Find "ear shown in this photo." in the material below, then copy that line and every subsequent line to the end, exactly.
^^^^^^^^^^^^^^^^
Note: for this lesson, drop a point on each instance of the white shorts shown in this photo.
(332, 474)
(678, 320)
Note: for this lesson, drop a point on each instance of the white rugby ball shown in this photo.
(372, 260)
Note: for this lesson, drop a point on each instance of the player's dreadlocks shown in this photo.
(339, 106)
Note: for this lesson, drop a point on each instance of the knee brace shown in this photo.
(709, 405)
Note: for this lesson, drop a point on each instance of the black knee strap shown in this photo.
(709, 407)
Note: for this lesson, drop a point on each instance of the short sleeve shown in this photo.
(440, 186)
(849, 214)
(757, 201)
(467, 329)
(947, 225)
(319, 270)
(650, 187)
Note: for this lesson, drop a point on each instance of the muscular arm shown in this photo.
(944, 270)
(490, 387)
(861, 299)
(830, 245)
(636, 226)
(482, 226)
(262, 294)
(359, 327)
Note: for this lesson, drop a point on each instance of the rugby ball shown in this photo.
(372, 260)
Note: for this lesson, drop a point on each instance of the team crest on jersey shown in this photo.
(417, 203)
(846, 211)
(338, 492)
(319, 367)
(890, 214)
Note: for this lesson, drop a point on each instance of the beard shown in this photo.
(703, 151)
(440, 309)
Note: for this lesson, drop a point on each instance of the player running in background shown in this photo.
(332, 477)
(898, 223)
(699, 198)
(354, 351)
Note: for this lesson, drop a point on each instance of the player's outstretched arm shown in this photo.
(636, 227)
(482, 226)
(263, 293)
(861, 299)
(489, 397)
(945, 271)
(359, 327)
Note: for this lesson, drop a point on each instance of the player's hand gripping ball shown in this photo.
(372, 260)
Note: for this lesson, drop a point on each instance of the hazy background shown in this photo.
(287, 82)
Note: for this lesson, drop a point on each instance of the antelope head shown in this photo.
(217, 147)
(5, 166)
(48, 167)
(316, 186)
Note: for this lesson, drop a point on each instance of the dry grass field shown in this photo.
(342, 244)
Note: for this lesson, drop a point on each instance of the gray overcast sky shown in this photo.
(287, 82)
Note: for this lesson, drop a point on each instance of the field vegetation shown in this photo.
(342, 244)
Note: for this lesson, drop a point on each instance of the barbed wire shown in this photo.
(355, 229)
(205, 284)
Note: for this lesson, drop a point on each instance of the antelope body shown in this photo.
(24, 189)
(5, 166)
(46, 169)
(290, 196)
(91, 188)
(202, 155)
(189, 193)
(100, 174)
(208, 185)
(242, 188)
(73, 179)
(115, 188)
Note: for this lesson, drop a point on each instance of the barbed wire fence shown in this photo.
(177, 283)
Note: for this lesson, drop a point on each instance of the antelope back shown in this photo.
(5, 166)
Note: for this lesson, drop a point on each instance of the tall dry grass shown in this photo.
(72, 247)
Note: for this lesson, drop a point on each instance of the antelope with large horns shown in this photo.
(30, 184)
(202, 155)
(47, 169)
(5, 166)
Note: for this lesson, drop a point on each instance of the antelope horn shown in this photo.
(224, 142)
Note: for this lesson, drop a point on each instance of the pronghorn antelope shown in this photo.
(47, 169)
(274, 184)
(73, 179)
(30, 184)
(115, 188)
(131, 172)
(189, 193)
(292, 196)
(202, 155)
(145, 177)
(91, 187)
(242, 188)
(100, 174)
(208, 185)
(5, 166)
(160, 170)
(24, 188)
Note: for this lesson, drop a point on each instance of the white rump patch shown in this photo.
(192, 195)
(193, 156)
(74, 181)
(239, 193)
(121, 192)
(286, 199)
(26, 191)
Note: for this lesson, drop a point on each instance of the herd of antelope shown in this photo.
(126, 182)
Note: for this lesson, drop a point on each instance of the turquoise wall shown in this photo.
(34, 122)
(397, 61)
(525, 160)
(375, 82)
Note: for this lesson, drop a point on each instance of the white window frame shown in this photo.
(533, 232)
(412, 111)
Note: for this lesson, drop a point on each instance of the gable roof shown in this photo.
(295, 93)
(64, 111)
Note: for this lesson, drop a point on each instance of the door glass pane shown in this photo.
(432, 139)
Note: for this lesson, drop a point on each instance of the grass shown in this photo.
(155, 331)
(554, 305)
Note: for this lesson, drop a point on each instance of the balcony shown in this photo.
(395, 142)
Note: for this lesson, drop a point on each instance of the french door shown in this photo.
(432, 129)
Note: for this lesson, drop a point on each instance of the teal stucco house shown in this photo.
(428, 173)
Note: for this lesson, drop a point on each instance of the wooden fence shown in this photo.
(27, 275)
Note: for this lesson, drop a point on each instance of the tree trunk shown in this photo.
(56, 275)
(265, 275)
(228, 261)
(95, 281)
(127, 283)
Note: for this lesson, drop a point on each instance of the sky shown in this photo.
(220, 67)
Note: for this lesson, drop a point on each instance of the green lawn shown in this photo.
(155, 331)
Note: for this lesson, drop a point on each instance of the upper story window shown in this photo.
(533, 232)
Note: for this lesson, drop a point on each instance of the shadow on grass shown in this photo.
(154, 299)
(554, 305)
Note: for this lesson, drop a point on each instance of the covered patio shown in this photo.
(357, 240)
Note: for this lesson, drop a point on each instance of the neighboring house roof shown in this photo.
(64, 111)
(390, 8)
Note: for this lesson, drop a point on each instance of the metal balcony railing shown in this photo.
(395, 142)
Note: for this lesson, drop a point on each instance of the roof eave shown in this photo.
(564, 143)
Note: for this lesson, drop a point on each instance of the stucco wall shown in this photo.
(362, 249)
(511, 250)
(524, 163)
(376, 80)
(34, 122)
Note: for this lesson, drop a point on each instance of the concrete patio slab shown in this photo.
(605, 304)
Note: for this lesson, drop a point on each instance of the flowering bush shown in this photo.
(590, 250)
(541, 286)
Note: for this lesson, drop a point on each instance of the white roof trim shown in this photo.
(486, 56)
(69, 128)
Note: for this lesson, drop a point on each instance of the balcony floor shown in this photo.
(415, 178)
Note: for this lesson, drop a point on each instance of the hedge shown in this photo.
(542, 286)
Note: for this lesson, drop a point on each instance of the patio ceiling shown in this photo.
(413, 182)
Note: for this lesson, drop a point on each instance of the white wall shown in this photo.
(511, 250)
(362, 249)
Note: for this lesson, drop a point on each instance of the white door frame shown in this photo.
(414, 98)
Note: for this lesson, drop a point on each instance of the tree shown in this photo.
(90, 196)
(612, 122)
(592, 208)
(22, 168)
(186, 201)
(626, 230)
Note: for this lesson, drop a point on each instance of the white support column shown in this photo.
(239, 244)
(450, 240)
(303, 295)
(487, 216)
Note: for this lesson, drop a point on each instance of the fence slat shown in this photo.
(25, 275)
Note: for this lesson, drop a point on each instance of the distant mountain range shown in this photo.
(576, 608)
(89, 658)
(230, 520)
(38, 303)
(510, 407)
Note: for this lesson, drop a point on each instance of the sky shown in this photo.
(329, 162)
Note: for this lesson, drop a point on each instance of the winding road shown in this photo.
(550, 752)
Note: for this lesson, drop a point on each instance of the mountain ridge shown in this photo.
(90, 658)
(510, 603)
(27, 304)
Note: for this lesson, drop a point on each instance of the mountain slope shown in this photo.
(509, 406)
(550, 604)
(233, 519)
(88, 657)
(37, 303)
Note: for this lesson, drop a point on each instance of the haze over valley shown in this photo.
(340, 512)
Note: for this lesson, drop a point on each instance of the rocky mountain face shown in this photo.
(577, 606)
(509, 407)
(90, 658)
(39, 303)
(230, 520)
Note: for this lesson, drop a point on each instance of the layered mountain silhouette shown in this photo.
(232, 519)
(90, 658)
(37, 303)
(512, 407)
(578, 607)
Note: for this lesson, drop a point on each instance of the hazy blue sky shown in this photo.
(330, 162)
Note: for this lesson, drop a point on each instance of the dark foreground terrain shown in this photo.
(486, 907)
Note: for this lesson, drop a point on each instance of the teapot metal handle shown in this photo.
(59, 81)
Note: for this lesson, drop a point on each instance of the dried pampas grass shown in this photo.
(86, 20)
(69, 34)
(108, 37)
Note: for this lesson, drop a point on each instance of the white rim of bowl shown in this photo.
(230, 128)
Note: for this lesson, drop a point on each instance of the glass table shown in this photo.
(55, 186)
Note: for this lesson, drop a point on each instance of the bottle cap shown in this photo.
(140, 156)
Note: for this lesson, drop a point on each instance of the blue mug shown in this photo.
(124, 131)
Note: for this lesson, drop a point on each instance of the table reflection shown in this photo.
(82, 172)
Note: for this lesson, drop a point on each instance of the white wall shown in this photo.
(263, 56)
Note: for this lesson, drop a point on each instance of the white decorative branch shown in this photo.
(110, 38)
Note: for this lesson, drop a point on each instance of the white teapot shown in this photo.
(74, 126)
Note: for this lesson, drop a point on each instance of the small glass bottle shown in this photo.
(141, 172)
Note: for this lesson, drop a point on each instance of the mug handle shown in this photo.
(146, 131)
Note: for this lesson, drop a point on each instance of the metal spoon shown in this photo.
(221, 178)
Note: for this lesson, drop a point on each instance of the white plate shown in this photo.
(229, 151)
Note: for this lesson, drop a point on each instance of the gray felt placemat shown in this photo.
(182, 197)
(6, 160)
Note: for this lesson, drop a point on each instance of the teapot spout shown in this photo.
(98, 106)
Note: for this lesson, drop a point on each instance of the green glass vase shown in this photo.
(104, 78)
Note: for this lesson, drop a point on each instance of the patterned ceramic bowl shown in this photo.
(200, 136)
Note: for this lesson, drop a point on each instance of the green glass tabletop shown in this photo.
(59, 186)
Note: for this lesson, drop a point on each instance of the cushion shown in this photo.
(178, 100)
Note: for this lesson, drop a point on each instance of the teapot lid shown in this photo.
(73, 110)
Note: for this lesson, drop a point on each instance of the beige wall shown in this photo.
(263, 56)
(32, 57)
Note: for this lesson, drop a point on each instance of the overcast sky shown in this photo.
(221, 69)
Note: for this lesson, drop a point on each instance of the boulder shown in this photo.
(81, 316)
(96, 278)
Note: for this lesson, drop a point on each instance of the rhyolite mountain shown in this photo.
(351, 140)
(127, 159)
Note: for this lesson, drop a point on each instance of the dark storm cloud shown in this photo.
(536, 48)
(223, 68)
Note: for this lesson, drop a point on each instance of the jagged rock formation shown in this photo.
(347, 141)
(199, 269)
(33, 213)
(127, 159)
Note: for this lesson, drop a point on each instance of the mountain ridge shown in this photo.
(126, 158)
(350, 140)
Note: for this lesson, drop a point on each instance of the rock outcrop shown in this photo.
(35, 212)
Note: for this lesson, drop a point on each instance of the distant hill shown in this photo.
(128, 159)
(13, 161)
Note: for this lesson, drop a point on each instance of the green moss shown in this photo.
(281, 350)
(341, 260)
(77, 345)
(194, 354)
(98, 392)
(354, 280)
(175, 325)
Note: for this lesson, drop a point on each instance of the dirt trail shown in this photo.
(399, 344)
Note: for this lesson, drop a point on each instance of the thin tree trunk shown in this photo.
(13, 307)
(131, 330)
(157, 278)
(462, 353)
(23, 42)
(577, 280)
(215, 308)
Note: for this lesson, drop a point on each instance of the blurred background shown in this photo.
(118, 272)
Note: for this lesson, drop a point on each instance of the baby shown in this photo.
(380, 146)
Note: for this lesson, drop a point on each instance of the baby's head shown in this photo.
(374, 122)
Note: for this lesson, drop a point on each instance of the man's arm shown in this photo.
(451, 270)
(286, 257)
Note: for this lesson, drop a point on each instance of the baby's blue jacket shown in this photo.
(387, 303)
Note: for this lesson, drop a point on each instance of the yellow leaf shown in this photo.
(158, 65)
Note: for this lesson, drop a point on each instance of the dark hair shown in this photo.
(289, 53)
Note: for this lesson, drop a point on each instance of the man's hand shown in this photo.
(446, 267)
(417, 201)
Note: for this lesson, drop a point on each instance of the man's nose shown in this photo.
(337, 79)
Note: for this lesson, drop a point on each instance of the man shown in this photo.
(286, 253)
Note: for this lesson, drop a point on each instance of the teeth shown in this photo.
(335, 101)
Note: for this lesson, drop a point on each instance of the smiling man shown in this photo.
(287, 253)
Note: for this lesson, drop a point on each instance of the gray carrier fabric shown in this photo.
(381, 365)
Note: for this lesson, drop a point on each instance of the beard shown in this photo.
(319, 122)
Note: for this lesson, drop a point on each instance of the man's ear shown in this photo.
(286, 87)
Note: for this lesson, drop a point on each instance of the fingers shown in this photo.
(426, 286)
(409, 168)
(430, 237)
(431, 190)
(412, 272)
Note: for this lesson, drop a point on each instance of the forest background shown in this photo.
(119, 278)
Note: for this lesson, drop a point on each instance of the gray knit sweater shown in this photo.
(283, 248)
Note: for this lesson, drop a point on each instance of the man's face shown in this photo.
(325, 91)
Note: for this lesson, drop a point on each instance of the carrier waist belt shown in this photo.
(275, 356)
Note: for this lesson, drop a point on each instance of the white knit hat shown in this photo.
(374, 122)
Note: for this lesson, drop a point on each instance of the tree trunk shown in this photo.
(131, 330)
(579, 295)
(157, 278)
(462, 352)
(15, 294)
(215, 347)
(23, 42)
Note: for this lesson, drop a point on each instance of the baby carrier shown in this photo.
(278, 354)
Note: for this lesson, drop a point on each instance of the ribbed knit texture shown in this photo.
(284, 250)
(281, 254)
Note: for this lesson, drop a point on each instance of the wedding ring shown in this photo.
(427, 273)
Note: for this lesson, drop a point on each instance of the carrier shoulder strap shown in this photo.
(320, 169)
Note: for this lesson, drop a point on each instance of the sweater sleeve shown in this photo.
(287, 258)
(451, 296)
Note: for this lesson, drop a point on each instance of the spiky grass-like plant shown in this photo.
^^^^^^^^^^^^^^^^
• **THE RESPONSE**
Note: for this lesson, drop a point on each instance of the man's ear shown in this photo.
(286, 87)
Note: for this lesson, drop a point on each instance of the fingers shown in this photo.
(426, 286)
(409, 168)
(430, 237)
(431, 190)
(412, 272)
Note: for this lesson, drop a point on each instance of the forest background shown in this photo.
(119, 278)
Note: for this lesson, drop a point on each instance of the gray knit sweater shown in this photo.
(283, 248)
Note: for this lesson, drop a point on each instance of the man's face shown in this photo.
(325, 91)
Note: for this lesson, drop a point on each instance of the carrier waist belt shown in this photo.
(275, 356)
Note: for this lesson, drop a point on each instance of the white knit hat shown in this photo.
(374, 122)
Note: for this lesson, drop a point on each instance of the tree trunk shown in this photo.
(131, 330)
(579, 295)
(157, 278)
(462, 352)
(15, 294)
(215, 347)
(23, 42)
Note: for this lesson, drop a point on each instance of the baby carrier shown in this photo.
(278, 354)
Note: for this lesson, drop a point on each instance of the ribbed knit texture shown in this photo.
(284, 250)
(281, 254)
Note: for this lesson, drop a point on each instance of the wedding ring shown in this photo.
(427, 273)
Note: for this lesson, drop a point on each instance of the carrier shoulder strap shown in this photo.
(320, 169)
Note: for this lesson, drop a point on each instance of the sweater sleeve shown in this photo.
(287, 258)
(451, 296)
Note: for this lesson, drop a point on each instance of the spiky grass-like plant shown in this photo.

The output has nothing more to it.